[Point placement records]

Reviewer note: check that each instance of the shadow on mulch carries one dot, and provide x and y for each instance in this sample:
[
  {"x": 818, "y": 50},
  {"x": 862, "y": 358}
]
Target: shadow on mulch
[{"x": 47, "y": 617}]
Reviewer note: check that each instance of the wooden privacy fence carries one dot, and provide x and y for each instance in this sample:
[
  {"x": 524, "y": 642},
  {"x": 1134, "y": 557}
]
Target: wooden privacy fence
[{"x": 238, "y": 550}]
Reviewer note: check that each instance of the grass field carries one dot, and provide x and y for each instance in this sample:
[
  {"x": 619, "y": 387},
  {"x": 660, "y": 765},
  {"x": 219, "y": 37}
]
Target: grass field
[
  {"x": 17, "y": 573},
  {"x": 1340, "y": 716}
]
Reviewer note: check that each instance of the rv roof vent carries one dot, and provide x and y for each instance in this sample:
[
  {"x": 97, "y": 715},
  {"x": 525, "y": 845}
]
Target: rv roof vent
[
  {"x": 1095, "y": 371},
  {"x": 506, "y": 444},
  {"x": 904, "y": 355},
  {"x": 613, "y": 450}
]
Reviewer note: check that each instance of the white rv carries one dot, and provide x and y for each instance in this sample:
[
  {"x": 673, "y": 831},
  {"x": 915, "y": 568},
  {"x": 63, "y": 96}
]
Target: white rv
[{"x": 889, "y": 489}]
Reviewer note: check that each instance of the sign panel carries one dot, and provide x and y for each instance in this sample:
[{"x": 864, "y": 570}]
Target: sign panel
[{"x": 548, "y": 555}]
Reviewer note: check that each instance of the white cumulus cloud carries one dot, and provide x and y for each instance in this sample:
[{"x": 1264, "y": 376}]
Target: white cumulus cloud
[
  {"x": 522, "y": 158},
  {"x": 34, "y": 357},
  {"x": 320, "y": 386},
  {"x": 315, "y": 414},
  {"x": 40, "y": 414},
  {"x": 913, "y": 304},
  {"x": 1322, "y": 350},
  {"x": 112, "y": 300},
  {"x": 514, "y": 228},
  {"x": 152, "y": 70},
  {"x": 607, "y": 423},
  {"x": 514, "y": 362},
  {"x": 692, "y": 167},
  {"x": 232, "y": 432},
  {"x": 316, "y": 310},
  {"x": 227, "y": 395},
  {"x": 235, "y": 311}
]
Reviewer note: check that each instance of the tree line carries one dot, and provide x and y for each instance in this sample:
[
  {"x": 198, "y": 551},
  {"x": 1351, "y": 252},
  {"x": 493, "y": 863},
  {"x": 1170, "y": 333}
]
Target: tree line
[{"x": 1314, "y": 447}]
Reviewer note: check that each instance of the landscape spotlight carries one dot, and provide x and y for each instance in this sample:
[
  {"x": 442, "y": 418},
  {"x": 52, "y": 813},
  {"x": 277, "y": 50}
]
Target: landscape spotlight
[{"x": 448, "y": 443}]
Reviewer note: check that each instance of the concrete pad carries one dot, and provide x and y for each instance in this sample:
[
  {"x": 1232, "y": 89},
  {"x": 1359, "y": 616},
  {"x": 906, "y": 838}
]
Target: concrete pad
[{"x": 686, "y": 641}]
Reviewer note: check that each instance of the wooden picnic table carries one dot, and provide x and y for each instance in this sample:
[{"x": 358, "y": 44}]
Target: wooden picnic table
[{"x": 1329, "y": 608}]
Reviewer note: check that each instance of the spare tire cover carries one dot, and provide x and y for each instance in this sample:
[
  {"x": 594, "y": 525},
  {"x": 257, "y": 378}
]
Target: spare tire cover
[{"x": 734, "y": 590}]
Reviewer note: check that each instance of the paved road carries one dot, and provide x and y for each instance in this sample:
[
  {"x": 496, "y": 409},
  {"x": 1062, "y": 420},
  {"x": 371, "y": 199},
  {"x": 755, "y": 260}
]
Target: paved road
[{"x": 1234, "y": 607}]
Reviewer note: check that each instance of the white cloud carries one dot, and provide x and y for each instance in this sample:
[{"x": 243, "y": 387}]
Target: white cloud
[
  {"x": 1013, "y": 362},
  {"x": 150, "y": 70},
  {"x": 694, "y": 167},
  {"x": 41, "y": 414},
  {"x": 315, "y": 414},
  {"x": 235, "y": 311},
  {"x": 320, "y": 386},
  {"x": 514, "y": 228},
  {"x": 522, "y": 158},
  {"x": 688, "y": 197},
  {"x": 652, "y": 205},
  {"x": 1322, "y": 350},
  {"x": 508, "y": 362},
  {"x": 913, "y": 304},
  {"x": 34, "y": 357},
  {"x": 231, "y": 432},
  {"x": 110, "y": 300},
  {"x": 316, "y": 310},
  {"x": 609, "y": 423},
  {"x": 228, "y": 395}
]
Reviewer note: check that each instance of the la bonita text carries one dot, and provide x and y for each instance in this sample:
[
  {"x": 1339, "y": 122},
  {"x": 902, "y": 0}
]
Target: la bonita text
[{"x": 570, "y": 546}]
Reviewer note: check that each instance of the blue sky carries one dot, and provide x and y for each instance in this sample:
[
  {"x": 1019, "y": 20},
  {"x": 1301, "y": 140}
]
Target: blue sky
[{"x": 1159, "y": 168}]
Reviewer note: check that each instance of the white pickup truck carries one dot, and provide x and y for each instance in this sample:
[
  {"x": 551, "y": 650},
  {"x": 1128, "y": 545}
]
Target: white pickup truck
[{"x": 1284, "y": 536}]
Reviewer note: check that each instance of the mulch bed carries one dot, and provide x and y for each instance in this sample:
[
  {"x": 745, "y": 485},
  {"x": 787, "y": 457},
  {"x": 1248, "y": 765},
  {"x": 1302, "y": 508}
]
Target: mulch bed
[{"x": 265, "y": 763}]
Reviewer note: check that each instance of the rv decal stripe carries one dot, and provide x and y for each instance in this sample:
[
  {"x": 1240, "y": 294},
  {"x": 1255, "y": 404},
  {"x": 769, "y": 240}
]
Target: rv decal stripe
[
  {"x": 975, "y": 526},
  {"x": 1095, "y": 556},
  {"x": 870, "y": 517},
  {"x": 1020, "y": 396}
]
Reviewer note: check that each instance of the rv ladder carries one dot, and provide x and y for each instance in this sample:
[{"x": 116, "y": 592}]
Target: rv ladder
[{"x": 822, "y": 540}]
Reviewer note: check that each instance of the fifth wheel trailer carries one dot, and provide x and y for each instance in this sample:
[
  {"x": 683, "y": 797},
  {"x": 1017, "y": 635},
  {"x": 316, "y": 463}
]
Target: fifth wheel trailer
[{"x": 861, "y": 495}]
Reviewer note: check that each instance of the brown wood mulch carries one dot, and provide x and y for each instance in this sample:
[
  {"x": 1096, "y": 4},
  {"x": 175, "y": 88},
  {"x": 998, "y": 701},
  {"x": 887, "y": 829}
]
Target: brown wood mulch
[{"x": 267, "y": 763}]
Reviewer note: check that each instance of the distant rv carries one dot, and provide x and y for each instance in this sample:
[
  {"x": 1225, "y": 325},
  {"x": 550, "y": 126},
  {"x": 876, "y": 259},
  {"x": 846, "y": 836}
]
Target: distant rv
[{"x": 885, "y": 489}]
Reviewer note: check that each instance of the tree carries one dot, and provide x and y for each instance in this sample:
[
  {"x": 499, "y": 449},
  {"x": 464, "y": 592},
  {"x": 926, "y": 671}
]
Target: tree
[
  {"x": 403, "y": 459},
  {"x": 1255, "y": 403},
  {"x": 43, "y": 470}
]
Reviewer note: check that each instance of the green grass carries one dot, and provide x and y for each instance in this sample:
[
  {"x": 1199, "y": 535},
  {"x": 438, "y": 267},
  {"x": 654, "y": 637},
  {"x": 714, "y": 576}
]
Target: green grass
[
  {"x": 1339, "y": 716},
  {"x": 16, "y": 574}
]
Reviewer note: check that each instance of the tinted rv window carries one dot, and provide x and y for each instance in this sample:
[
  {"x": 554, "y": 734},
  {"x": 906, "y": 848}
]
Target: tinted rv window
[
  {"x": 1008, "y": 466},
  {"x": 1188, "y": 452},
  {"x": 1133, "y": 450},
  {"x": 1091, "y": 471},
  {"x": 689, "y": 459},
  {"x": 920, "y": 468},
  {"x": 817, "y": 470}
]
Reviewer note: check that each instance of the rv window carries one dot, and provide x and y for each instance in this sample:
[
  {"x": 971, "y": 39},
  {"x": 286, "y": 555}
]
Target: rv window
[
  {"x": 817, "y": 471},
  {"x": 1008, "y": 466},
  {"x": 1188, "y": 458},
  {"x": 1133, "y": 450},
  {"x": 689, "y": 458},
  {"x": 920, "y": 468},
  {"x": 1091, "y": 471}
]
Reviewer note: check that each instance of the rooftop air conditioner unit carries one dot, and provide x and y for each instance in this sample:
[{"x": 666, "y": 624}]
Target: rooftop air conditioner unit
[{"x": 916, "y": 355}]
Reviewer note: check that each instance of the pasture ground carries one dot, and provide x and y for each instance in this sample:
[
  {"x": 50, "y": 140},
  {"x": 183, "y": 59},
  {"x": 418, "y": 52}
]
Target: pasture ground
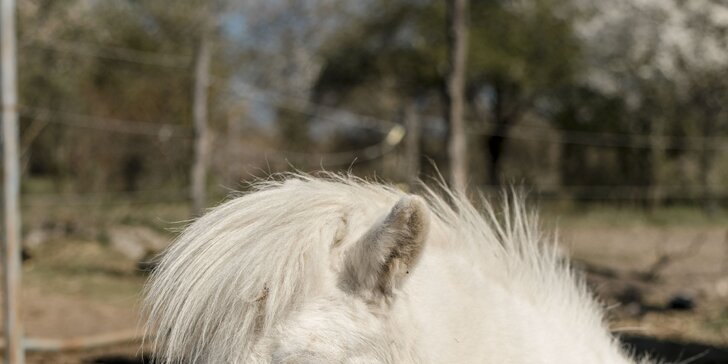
[{"x": 635, "y": 261}]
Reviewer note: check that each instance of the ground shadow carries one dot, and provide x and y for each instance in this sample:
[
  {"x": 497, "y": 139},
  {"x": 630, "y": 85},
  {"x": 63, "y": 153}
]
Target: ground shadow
[{"x": 676, "y": 351}]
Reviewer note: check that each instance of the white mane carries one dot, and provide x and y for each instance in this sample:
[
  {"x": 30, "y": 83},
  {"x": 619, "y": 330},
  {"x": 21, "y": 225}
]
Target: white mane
[{"x": 235, "y": 273}]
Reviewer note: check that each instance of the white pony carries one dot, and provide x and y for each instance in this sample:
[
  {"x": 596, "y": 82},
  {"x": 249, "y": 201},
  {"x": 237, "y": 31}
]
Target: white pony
[{"x": 339, "y": 270}]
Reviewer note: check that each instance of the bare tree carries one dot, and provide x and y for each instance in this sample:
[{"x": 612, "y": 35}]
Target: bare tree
[
  {"x": 202, "y": 142},
  {"x": 457, "y": 32},
  {"x": 412, "y": 144}
]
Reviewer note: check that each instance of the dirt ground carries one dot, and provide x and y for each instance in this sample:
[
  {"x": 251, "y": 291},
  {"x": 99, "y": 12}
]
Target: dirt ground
[{"x": 82, "y": 287}]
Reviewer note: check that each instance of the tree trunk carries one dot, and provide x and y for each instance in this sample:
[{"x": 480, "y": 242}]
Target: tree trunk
[
  {"x": 458, "y": 48},
  {"x": 14, "y": 352},
  {"x": 412, "y": 143},
  {"x": 199, "y": 167},
  {"x": 493, "y": 143}
]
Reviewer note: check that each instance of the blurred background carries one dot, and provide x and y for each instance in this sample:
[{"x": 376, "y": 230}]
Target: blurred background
[{"x": 135, "y": 115}]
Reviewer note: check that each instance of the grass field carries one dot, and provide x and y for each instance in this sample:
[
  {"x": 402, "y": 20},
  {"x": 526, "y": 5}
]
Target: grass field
[{"x": 77, "y": 284}]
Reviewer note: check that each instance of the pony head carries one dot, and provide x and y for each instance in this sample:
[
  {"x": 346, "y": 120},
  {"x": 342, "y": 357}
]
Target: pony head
[
  {"x": 353, "y": 322},
  {"x": 339, "y": 270}
]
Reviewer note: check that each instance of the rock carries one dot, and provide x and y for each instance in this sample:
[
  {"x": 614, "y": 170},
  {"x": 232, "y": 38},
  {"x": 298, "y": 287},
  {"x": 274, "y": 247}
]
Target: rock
[
  {"x": 681, "y": 302},
  {"x": 136, "y": 242}
]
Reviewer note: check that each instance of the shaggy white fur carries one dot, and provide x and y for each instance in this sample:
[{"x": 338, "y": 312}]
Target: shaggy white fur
[{"x": 339, "y": 270}]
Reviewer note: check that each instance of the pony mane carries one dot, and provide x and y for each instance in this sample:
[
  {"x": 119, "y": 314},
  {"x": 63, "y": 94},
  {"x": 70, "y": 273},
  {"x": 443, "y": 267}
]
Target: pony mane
[{"x": 238, "y": 270}]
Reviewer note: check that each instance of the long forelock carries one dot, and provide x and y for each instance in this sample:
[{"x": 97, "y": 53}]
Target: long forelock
[{"x": 237, "y": 271}]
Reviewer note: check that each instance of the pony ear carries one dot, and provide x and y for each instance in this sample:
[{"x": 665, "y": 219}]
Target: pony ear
[{"x": 380, "y": 259}]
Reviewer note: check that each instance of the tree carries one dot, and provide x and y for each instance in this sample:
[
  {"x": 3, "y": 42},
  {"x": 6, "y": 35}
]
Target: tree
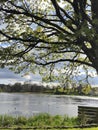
[{"x": 45, "y": 33}]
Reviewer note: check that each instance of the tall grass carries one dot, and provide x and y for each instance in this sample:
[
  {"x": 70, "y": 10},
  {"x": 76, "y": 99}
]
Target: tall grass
[{"x": 38, "y": 120}]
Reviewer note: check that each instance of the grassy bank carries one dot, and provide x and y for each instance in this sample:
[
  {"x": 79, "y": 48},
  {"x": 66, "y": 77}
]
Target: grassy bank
[{"x": 40, "y": 122}]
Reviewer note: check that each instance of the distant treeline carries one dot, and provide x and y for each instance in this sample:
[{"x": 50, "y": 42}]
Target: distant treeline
[
  {"x": 55, "y": 89},
  {"x": 26, "y": 87}
]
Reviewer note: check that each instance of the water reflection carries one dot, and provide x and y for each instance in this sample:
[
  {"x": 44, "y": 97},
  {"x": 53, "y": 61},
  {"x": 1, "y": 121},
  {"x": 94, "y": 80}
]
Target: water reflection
[{"x": 27, "y": 104}]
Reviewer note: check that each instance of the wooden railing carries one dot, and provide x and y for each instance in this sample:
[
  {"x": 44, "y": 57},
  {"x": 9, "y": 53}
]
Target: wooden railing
[{"x": 88, "y": 115}]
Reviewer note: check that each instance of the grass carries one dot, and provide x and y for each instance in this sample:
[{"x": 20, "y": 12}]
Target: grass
[{"x": 40, "y": 122}]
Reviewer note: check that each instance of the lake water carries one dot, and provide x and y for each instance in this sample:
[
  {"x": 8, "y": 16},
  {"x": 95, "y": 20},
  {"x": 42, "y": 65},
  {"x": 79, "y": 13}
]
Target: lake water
[{"x": 28, "y": 104}]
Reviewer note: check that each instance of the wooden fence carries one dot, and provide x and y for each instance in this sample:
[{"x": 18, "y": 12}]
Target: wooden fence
[{"x": 88, "y": 115}]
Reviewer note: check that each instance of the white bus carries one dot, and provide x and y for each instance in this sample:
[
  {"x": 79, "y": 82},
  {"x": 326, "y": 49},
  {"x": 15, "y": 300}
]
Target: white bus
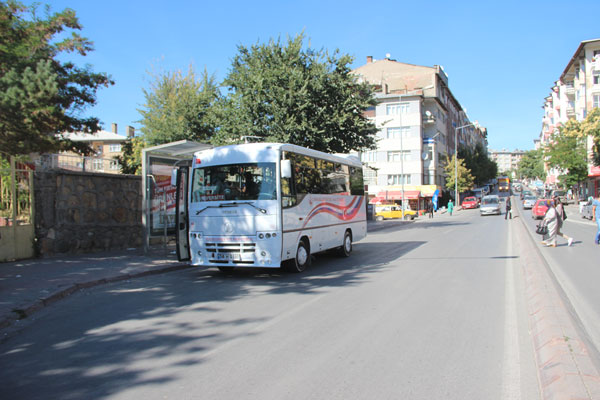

**WORK TO DO:**
Display each line of the records above that contains the word "head".

**RESPONSE TO THIS TASK:**
Reviewer note: check that each instance of the pony head carries one dot, and provide x and y for each instance in this sample:
Target: pony head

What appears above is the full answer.